__TASK__
Locate each row below that contains the word "striped" and copy those rows in full. The match is case-sensitive.

__INPUT MATERIAL__

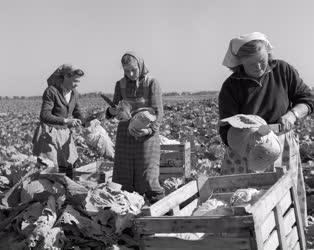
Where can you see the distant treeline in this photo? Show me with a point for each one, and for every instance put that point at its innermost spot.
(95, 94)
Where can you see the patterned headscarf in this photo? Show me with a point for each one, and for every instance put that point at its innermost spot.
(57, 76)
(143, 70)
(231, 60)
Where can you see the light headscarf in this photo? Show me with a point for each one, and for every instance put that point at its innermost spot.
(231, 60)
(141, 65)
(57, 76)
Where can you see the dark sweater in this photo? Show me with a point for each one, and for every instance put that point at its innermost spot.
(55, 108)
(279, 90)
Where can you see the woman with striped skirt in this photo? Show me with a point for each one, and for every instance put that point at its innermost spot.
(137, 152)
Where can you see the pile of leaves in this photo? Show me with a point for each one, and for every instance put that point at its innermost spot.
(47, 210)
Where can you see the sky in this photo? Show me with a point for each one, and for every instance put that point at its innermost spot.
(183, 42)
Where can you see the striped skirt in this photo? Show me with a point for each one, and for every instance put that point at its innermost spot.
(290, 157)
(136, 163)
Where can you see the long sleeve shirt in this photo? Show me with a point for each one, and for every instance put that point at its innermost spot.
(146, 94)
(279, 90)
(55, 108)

---

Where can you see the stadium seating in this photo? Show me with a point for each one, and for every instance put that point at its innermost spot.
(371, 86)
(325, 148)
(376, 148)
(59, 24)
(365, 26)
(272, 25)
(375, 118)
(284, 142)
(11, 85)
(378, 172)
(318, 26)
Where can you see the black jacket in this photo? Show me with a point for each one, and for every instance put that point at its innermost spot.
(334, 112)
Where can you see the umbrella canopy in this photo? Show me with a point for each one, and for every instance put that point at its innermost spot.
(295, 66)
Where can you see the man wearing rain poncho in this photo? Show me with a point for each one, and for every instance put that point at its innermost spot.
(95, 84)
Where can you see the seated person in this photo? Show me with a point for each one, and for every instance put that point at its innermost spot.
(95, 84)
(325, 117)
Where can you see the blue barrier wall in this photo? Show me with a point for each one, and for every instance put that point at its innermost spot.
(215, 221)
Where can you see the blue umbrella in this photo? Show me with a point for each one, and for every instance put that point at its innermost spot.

---

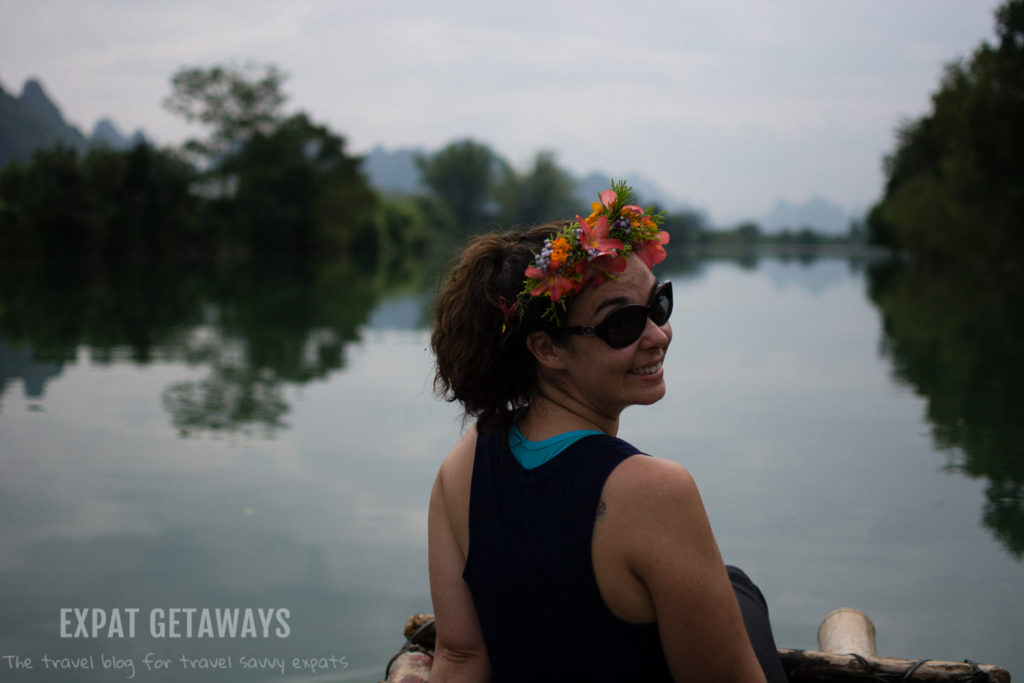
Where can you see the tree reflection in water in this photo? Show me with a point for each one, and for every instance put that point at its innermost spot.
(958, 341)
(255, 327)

__REPLY__
Where can you see the woman with striped skirt in this photo? Show me with a point for each one, and for every instance put that point at its innermost spot.
Where can you see the striped skirt in this photo? Show me with a point for each one, and for every instance put that point at its innermost spot.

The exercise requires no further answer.